* WHAT TO WORK ON
Answer these questions from the Fishscale review:
1. According to the theory mentioned, whose beats alone could back Ghostface?
2. Since which album does the boxing trainer's voice say Ghostface "ain't been hungry"?
3. Which fellow Wu member appears with Ghostface on "Kilo"?

* DOCUMENT TEXT
* * * * * * * * *

Perhaps Ghostface’s success owes to the fact that, in his best moments, he always had RZA at his side, laying down rhythms as solid as concrete while Ghostface floated somewhere above like an angel on PCP. There was a theory (well, okay, RZA had a theory) that only RZA’s beats could provide the necessary backing to Ghostface’s utterly cerebral stream of non-sequiturs and psychotic eruptions. How funny, then, that at the moment of their parting, Ghostface would sound all the more precocious, energized and vital.

Somewhere early on during Fishscale, the gruffy voice of a boxing trainer aping Mickey Goldmill intones “You ain’t been hungry since Supreme Clientele!” and in a way it’s true – I don’t think there is any such thing as a mediocre Ghostface album, but by The Pretty Toney Album he had certainly found a comfort pocket. Such cheeky self-deprecation is more than just mere skit fodder, though, and Ghostface seems to have internalized a fear of his own reticence. As a result, he comes out throwing verbal haymakers on nearly every track, and Fishscale should be more than enough to knock hip-hop on its ass, at least until the next Ghostface album drops. Hell, by track four he’s already declared himself “The Champ,” so we should expect that the fight between Fishscale and the rest of the medium will be brief and brutal.

Pulling on a host of producers as diverse as Just Blaze, Pete Rock and the late J Dilla, Fishscale lets loose an absolute carnival of sounds, treating decades like hop-scotch squares and pounding its pump-action high tops between them as fast as it can. No rapper sounds more eloquent over entirely esoteric seventies samples, and Ghostface’s production crew matches him step for step. “Kilo” sounds like it was pulled off the editing room floor of Sweet, Sweet Back, mashing stoned funk and Blaxploitation stomp while Ghostface and fellow Wu member Raekwon enumerate on the nuances of the crack game. If Sly Stone had been born 30 years later, this is what he would sound like. On the aforementioned “The Champ,” Ghostface demands that all five boroughs “stand up” and then proceeds to send millions flying prostrate in every direction with an absolutely pulsating beat of throbbing horns and bawdy guitars. There hasn’t been a hip-hop song so deliriously exciting since “Hey Ya!” and if there is any true knockout punch on the album, this is certainly it. I’m not sure what exactly happens on the track, mostly because every time it plays I feel like I either want to dance or perish in a high-speed chase. But at some point, Ghostface creates a rhyming couplet that ends with the word “hysterectomy,” and I think that alone should nominate this for song of the year. “9 Mili Bros.” brings back the whole Wu-Tang family, and matches every bit of “The Champ’s” exuberance.

* * * * * * * * *

* MATERIAL SUPPLIED

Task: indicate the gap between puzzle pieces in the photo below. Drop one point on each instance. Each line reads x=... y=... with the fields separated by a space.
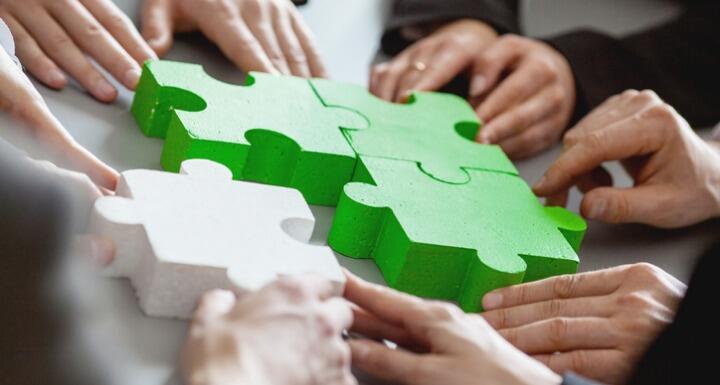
x=305 y=134
x=453 y=242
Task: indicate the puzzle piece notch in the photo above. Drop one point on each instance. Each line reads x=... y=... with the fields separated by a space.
x=434 y=129
x=453 y=242
x=178 y=236
x=272 y=130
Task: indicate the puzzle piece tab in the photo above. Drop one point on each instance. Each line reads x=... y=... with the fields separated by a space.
x=454 y=242
x=179 y=235
x=436 y=130
x=272 y=130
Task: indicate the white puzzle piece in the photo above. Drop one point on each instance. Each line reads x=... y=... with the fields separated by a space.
x=180 y=235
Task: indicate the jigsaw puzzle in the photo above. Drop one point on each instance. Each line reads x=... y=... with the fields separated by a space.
x=271 y=130
x=179 y=235
x=434 y=129
x=442 y=216
x=447 y=241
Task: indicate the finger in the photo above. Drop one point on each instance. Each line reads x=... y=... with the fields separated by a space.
x=590 y=151
x=372 y=327
x=523 y=116
x=121 y=28
x=289 y=43
x=33 y=57
x=157 y=25
x=422 y=56
x=525 y=81
x=387 y=77
x=627 y=205
x=491 y=64
x=212 y=305
x=388 y=364
x=535 y=139
x=61 y=49
x=225 y=27
x=55 y=138
x=596 y=364
x=598 y=177
x=338 y=314
x=100 y=250
x=589 y=284
x=260 y=22
x=385 y=304
x=307 y=42
x=94 y=39
x=562 y=334
x=521 y=315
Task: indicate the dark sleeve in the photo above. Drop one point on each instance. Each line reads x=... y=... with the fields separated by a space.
x=678 y=60
x=34 y=216
x=574 y=379
x=501 y=14
x=683 y=353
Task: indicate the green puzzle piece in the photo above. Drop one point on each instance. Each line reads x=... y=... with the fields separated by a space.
x=453 y=242
x=435 y=129
x=272 y=130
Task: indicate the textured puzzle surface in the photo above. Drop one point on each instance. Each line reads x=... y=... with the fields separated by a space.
x=272 y=130
x=442 y=216
x=448 y=241
x=179 y=235
x=434 y=129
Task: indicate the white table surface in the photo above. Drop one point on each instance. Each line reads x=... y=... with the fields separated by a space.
x=139 y=350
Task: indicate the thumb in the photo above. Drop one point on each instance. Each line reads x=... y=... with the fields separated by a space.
x=630 y=205
x=157 y=25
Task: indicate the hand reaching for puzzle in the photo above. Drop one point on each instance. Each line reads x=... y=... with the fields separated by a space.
x=55 y=36
x=288 y=333
x=675 y=172
x=20 y=98
x=601 y=322
x=433 y=61
x=256 y=35
x=449 y=346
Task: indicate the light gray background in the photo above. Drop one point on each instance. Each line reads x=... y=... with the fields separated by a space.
x=139 y=350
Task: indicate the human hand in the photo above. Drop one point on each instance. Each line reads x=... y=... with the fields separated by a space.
x=288 y=333
x=21 y=99
x=451 y=347
x=676 y=174
x=256 y=35
x=54 y=36
x=433 y=61
x=601 y=322
x=527 y=110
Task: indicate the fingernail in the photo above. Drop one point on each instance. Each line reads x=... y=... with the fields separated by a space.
x=56 y=78
x=597 y=208
x=102 y=251
x=541 y=183
x=492 y=301
x=132 y=76
x=104 y=90
x=477 y=85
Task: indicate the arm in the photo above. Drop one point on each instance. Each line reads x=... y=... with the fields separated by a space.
x=502 y=15
x=675 y=60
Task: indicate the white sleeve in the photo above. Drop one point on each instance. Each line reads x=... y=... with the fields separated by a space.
x=7 y=43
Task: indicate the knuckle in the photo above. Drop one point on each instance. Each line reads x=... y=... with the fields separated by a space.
x=580 y=361
x=564 y=286
x=557 y=330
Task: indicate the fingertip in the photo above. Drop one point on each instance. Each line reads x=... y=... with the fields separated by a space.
x=492 y=300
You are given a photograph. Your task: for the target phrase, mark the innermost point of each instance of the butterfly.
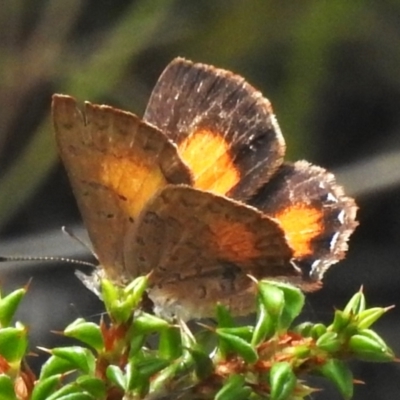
(197, 192)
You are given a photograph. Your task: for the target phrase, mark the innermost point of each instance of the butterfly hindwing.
(206, 245)
(315, 214)
(115, 163)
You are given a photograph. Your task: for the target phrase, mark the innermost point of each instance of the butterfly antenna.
(72, 235)
(47, 258)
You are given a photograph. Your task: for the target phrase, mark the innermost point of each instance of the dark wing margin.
(313, 210)
(225, 129)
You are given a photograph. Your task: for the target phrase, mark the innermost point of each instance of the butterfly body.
(197, 193)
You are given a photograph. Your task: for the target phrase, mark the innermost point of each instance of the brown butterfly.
(197, 192)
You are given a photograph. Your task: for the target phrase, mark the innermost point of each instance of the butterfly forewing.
(225, 129)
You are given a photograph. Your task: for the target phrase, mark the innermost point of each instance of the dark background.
(330, 68)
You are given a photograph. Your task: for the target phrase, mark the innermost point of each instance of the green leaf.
(369, 346)
(304, 329)
(238, 345)
(245, 332)
(9, 306)
(151, 366)
(340, 321)
(116, 375)
(87, 332)
(203, 364)
(272, 299)
(356, 304)
(169, 346)
(110, 295)
(94, 386)
(136, 344)
(282, 381)
(13, 343)
(340, 375)
(329, 341)
(81, 358)
(318, 330)
(234, 389)
(55, 366)
(147, 323)
(45, 387)
(264, 326)
(294, 303)
(368, 317)
(7, 388)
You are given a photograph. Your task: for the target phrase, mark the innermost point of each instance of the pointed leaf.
(80, 357)
(94, 386)
(356, 304)
(238, 345)
(9, 306)
(13, 343)
(115, 375)
(45, 387)
(147, 323)
(170, 347)
(340, 375)
(56, 366)
(87, 332)
(282, 381)
(7, 388)
(234, 389)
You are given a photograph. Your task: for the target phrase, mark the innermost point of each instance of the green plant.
(267, 360)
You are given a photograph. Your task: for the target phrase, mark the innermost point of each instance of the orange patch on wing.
(132, 179)
(207, 155)
(235, 242)
(301, 225)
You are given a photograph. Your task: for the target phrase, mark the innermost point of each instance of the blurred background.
(330, 68)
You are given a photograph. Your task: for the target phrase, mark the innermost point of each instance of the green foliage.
(248, 362)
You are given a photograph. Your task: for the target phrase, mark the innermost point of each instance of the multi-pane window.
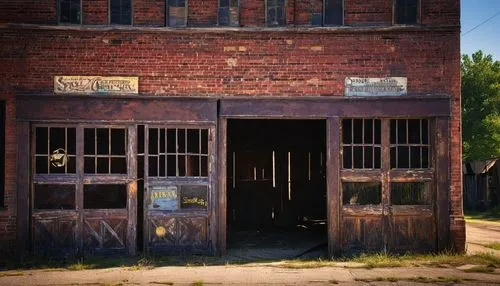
(120, 12)
(406, 12)
(177, 13)
(105, 151)
(178, 152)
(334, 12)
(410, 145)
(275, 15)
(55, 150)
(361, 143)
(229, 12)
(69, 11)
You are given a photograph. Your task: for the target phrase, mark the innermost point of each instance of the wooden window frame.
(131, 14)
(418, 16)
(167, 14)
(219, 7)
(266, 8)
(324, 15)
(68, 23)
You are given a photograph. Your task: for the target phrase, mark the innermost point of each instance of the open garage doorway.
(276, 188)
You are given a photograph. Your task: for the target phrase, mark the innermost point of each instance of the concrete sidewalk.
(248, 275)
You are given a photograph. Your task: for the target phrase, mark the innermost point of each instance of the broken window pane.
(69, 11)
(406, 12)
(361, 143)
(105, 196)
(334, 12)
(409, 143)
(54, 197)
(361, 193)
(410, 193)
(120, 12)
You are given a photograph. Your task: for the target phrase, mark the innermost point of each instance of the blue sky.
(487, 36)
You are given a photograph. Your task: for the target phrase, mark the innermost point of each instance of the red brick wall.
(95, 12)
(8, 214)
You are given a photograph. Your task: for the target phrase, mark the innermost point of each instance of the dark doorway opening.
(276, 188)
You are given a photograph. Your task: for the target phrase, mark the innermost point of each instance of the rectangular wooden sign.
(389, 86)
(96, 85)
(163, 197)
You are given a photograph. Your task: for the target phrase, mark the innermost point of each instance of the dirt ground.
(270, 273)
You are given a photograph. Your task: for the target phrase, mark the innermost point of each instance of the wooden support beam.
(333, 185)
(442, 183)
(23, 189)
(222, 184)
(132, 189)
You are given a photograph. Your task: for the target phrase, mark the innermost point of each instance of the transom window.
(120, 12)
(406, 12)
(69, 11)
(178, 152)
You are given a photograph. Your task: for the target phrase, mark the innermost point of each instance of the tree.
(480, 107)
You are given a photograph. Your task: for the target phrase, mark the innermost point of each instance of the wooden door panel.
(54, 234)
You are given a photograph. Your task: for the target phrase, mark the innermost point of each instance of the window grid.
(186, 162)
(107, 156)
(45, 155)
(398, 148)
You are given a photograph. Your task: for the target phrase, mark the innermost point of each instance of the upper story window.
(229, 12)
(334, 13)
(69, 11)
(275, 12)
(406, 12)
(176, 13)
(120, 12)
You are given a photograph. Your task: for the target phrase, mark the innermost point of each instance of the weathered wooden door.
(83, 189)
(179, 200)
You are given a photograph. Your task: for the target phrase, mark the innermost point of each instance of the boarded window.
(120, 12)
(406, 12)
(177, 13)
(334, 12)
(54, 197)
(361, 139)
(176, 152)
(55, 150)
(229, 13)
(275, 12)
(361, 193)
(410, 145)
(104, 196)
(69, 11)
(2, 153)
(105, 151)
(416, 193)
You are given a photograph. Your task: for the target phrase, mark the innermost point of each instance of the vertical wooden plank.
(387, 227)
(132, 189)
(442, 182)
(212, 176)
(333, 185)
(79, 228)
(222, 180)
(23, 188)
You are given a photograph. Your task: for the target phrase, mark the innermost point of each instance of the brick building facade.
(203, 68)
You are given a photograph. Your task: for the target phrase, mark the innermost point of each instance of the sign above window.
(389, 86)
(96, 85)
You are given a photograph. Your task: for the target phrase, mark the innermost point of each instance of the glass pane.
(361, 193)
(54, 197)
(105, 196)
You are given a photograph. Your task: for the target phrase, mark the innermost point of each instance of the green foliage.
(480, 106)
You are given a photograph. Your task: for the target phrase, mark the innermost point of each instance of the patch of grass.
(11, 274)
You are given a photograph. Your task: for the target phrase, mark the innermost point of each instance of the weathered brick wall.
(8, 212)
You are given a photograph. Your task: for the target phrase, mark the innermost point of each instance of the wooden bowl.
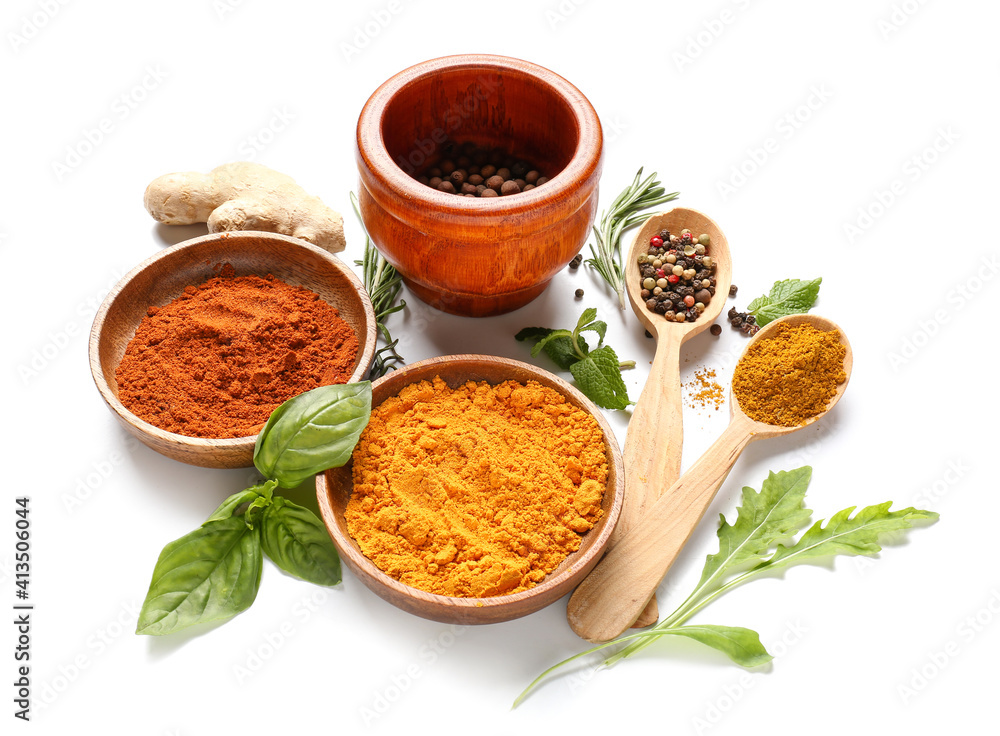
(476, 256)
(162, 278)
(333, 490)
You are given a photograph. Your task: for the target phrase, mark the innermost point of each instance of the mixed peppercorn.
(678, 275)
(475, 171)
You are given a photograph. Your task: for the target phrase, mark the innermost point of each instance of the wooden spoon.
(614, 594)
(656, 432)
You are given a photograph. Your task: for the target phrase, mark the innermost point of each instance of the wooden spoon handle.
(653, 444)
(614, 594)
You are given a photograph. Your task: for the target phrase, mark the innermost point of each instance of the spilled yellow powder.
(704, 392)
(476, 491)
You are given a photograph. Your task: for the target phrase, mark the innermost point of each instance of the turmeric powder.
(791, 376)
(476, 491)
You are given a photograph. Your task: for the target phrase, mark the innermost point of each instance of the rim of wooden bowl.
(232, 452)
(496, 609)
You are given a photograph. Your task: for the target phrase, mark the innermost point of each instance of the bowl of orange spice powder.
(483, 489)
(195, 347)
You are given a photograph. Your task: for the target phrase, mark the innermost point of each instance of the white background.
(690, 90)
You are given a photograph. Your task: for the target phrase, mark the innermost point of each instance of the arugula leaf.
(762, 520)
(846, 536)
(740, 645)
(599, 376)
(790, 296)
(211, 574)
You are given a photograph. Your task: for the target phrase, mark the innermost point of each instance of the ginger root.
(245, 196)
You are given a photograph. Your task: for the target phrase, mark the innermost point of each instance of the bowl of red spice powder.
(195, 347)
(483, 489)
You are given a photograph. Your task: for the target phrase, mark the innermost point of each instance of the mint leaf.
(599, 377)
(740, 645)
(846, 536)
(763, 519)
(790, 296)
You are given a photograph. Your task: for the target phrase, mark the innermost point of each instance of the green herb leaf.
(763, 519)
(846, 536)
(211, 574)
(229, 507)
(559, 349)
(625, 212)
(740, 645)
(298, 543)
(787, 297)
(600, 378)
(314, 431)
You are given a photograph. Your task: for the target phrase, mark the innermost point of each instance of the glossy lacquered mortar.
(334, 488)
(478, 256)
(163, 277)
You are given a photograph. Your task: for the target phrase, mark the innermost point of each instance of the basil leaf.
(740, 645)
(533, 333)
(600, 378)
(314, 431)
(232, 504)
(790, 296)
(298, 543)
(211, 574)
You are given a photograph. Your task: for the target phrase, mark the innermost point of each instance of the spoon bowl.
(613, 596)
(656, 432)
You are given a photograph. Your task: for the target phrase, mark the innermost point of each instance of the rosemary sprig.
(383, 284)
(625, 212)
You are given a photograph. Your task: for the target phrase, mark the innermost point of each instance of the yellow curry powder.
(475, 491)
(791, 376)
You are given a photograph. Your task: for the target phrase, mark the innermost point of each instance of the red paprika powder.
(217, 360)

* * * * * * * * *

* ANSWER SPACE
1. RZA's beats.
2. Supreme Clientele.
3. Raekwon.